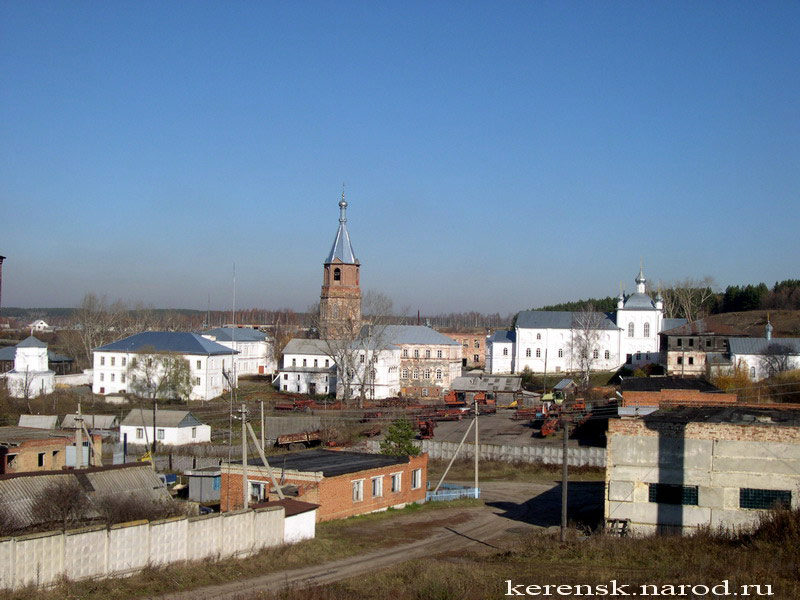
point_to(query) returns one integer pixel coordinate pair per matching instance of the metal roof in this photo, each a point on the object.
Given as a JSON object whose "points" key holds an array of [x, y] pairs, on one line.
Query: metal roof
{"points": [[417, 335], [31, 342], [557, 319], [302, 346], [143, 417], [764, 346], [342, 249], [181, 342], [503, 336], [18, 491], [90, 421], [38, 421], [330, 462], [234, 334]]}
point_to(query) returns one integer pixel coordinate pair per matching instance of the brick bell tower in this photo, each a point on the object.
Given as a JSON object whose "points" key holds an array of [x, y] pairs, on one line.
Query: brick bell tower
{"points": [[340, 301]]}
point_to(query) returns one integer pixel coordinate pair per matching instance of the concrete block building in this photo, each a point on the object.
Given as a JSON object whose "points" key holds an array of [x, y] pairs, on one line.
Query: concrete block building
{"points": [[674, 471], [343, 484]]}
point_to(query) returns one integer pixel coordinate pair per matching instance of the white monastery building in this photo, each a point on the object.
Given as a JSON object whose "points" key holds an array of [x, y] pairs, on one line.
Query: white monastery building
{"points": [[114, 363], [255, 349], [543, 340]]}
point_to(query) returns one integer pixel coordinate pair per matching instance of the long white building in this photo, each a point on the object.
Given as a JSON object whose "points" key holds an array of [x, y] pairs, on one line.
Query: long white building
{"points": [[114, 363], [544, 341]]}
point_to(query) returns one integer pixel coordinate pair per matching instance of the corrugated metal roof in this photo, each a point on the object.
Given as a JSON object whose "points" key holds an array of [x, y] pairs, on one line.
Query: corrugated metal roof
{"points": [[763, 346], [38, 421], [558, 319], [164, 418], [19, 491], [181, 342], [90, 421], [417, 335], [234, 334]]}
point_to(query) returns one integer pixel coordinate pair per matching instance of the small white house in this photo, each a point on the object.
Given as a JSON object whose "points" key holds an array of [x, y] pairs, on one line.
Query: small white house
{"points": [[31, 375], [173, 427], [256, 350], [209, 362]]}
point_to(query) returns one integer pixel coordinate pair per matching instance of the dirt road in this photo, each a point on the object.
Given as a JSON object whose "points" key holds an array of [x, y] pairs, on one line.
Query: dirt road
{"points": [[509, 506]]}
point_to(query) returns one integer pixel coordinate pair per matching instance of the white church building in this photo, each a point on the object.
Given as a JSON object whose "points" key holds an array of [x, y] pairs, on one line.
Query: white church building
{"points": [[543, 341]]}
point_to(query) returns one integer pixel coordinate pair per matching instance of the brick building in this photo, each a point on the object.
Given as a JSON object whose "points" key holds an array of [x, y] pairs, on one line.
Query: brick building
{"points": [[473, 346], [677, 470], [343, 484], [27, 450]]}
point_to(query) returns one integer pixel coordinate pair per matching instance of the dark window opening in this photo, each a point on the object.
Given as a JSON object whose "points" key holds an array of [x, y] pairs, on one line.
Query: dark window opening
{"points": [[669, 493]]}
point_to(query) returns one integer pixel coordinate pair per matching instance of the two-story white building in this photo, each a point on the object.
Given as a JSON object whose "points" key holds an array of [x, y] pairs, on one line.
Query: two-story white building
{"points": [[256, 355], [209, 362], [545, 341]]}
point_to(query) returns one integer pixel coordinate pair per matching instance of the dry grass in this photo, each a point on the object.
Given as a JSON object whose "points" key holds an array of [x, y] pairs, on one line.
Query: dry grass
{"points": [[491, 470]]}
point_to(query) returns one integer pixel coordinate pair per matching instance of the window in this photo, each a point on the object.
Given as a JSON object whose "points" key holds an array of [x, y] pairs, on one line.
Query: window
{"points": [[358, 490], [764, 499], [416, 479], [377, 487], [668, 493]]}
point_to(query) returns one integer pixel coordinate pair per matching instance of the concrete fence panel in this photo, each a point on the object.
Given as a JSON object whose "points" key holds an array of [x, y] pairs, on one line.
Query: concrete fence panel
{"points": [[38, 558], [85, 552], [204, 537], [128, 547]]}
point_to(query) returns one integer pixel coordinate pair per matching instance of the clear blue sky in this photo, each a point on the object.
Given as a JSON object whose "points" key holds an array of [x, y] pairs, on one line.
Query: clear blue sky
{"points": [[497, 155]]}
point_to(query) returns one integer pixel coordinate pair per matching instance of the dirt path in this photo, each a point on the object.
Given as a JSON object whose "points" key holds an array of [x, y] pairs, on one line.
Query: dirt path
{"points": [[484, 525]]}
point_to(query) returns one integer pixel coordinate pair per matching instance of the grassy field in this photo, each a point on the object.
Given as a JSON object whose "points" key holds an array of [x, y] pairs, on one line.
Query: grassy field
{"points": [[334, 539], [490, 470]]}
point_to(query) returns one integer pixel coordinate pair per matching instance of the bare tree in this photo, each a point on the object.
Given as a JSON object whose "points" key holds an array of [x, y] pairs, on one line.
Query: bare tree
{"points": [[585, 341]]}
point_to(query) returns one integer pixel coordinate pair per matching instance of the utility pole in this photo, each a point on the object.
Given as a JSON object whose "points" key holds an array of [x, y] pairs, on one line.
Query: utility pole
{"points": [[245, 486], [564, 472], [79, 439], [477, 447]]}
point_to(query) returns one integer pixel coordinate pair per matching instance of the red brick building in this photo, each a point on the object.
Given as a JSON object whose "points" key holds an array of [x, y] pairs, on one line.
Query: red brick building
{"points": [[343, 484]]}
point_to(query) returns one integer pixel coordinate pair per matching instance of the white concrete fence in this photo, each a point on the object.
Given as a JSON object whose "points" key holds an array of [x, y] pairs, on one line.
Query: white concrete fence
{"points": [[544, 454], [44, 559]]}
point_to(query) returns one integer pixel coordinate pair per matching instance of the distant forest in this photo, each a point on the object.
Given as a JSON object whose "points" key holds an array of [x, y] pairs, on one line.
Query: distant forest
{"points": [[784, 295]]}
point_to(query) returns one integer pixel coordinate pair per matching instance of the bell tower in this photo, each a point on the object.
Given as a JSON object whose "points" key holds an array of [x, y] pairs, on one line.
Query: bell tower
{"points": [[340, 300]]}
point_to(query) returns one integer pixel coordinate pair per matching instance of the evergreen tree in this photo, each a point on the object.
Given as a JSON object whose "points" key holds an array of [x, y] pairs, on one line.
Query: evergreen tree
{"points": [[399, 439]]}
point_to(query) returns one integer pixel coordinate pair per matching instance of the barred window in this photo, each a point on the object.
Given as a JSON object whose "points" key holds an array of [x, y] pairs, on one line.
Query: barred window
{"points": [[668, 493], [755, 498]]}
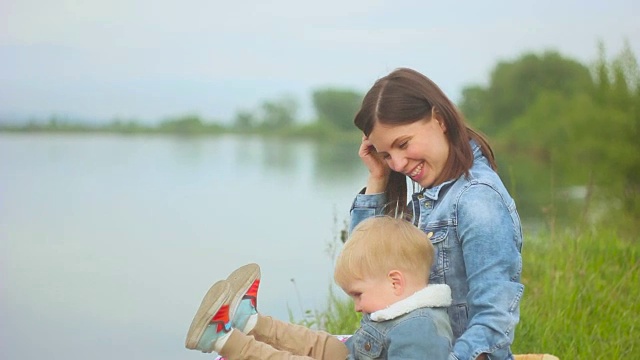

━━━

Can you write out all the lines above again with every "integer pixel coordinate pair" swapped for "whole-number pixel location", changing nothing else and leaving out the pictures?

* **Task result**:
point_to(query) returns one whole-number pixel location per matching instance of the metal roof in this photo, each a point on the object.
Given as a JSON object whose "points" key holds an array of [x, y] pairs, on one line.
Query: metal roof
{"points": [[417, 335], [31, 342], [557, 319], [302, 346], [143, 417], [764, 346], [342, 249], [181, 342], [503, 336], [18, 491], [90, 421], [38, 421], [330, 462], [234, 334]]}
point_to(query) returns one whole-number pixel location per matching instance of the brick bell tower in this photo, each a point on the object.
Given as a JSON object whose "points" key holds an array of [x, y] pairs, on one line.
Query: brick bell tower
{"points": [[340, 301]]}
point_to(query) returns one whole-number pixel location per matching instance of the concrete block building in this photo, each a point on the object.
Given as a JSON object whose "points" key holds an array of [x, y] pairs, on one line.
Query: concrete block building
{"points": [[674, 471], [343, 484]]}
point_to(query) returns one whole-number pixel location per matching instance of the white monastery building in this photo, each a point on the object.
Given as a JSON object whose "points" key holds an array of [x, y] pairs, on one line.
Query: white monastery building
{"points": [[114, 363], [255, 349], [543, 340]]}
point_to(query) returns one whole-number pixel location per matching instance of the long white building in this photo, each a point on the object.
Given as a JSON object whose "points" key holds an array of [x, y] pairs, on one line.
Query: long white building
{"points": [[114, 363], [544, 341]]}
point_to(query) returns one whole-number pixel location per matching instance of the corrugated metal roof in this photo, each a point on the object.
Given as a JSON object whose "points" key holds an array of [x, y] pairs, on one line.
Query: corrugated metal roof
{"points": [[763, 346], [38, 421], [558, 319], [164, 418], [19, 491], [181, 342], [90, 421], [417, 335], [234, 334]]}
point_to(query) returns one whole-number pixel location per matching instance of the small white house in this photo, each a point on the object.
Given as a JSON object whose "points" key holds an array of [x, y] pairs, on one line.
Query: small white house
{"points": [[31, 375], [173, 427], [256, 350], [209, 362]]}
point_to(query) returns one whole-number pixel location per matching instance of the dirt road in this photo, each a point on the object.
Given as a JSON object whose "points" key holds an array of [x, y] pairs, on one line.
Query: dirt road
{"points": [[509, 506]]}
point_to(query) returns one whole-number pixel location per matching instance of the white church building in this photo, each a point on the object.
Given as a JSON object whose "points" key holds an array of [x, y] pairs, on one line.
Query: white church building
{"points": [[543, 341]]}
point_to(query) returns one whole-number pixel location per matching instance of the brick building in this photo, each a point on the object.
Given as a JSON object whose "points" key holds an array of [x, y] pairs, on one line.
Query: brick building
{"points": [[473, 346], [677, 470], [343, 484], [27, 450]]}
point_to(query) returns one whole-number pixel location per matching instance of the dark window opening in this photo, each a point on the object.
Given as a JSON object whose "points" key holds an array of [x, y] pairs, on one line.
Query: dark window opening
{"points": [[669, 493]]}
point_to(query) returns one whole-number pixel location per matching instance of the two-story white building in this photo, each a point on the object.
Given as a JSON object whose "points" key holds an array of [x, y] pairs, on one line.
Query: two-story white building
{"points": [[256, 355], [209, 362], [545, 341]]}
point_to(query) returns one whole-number pixel location per matching instance of the dry grass in this photo, each a point on the object.
Given as a JSON object whose "points" key holds an array of [x, y] pairs, on one line.
Query: dry grass
{"points": [[491, 470]]}
point_to(query) returns one whole-number pixel location per matching instance of the window in this photo, each a point on the object.
Given as a JSON object whose "points" key holds an array of [x, y] pairs, on one line.
Query: window
{"points": [[358, 490], [764, 499], [416, 479], [377, 487], [668, 493]]}
point_to(query) returns one whole-number pixel location per matching instance of the concrete fence panel in this photo, each a point on the object.
Given as a JSON object whose "points" key holds an array of [x, y] pairs, on one line.
Query: concrete fence panel
{"points": [[38, 558], [85, 552], [204, 537], [128, 547]]}
point_to(query) returns one whole-number pixel location per matching instance of the clear blue sky in this photo, each a point on the object.
Given as a JSON object whose "points" key holds an array of [x, y] pairs, on one line.
Query: clear blue sky
{"points": [[497, 155]]}
point_to(query) returns one whole-number pixel location per matching instance of the dirt path in this photo, each a point on the object.
Given as a JSON object whose "points" key holds an array of [x, y] pairs, on one line.
Query: dirt path
{"points": [[484, 525]]}
point_to(query) returns one whole-number pixel location per matching instance of the grassy field in this photo, each a point on the object.
Given as a JSON object whose "points" key holds an array of [x, y] pairs, on one line.
Query: grassy field
{"points": [[334, 539], [490, 470]]}
point_to(query) returns one whole-number pixel location per matching instance of the bare tree in this photo, each a point on the object.
Given as a JSON object whose "points" key holds an array of [x, y] pairs, on one line.
Query: bare tree
{"points": [[585, 341]]}
point_to(query) returns one whole-number pixel location per matching instance of the utility pole in this photo, each a point on the object.
Given as a JSON object whose "points" key holds an array of [x, y] pairs, on one line.
Query: utility pole
{"points": [[245, 486], [564, 472], [79, 439], [477, 447]]}
point_to(query) returns one whole-number pixel location per matching instance of the red brick building in this photo, each a point on the object.
Given as a JSON object whose "points" key holds an array of [x, y] pairs, on one line.
Query: red brick building
{"points": [[343, 484]]}
point_to(query) returns one whole-number pixel location per matching instance of the white concrete fence in this photo, each a point on the object.
Given as a JSON object whose "points" key holds an array of [x, y] pairs, on one line.
Query: white concrete fence
{"points": [[544, 454], [44, 559]]}
point_to(query) returns one whole-number pixel location per matching instance of the distant forest in this photo, each a point on the object.
Given as a JSON object whose "points" key holds an array of [x, y] pairs, on one line.
Query: distant forest
{"points": [[784, 295]]}
point_to(query) returns one whole-number pixel location per matching instance of the bell tower in this photo, each a point on the object.
Given as a JSON object whose "points" key holds an array of [x, y] pairs, on one line.
Query: bell tower
{"points": [[340, 300]]}
point_to(query) returns one whole-number pixel location per matching instance of the evergreen tree in this photo, each a point on the object.
Given as a JSON object whose "points" key holds an array of [x, y] pairs, on one line.
Query: evergreen tree
{"points": [[399, 439]]}
point_to(query) returns one whole-number pixel location per matching instance of the barred window in this photo, each a point on the object.
Given as a JSON object whose "points" key holds an array of [x, y] pairs, on one line.
Query: barred window
{"points": [[668, 493], [755, 498]]}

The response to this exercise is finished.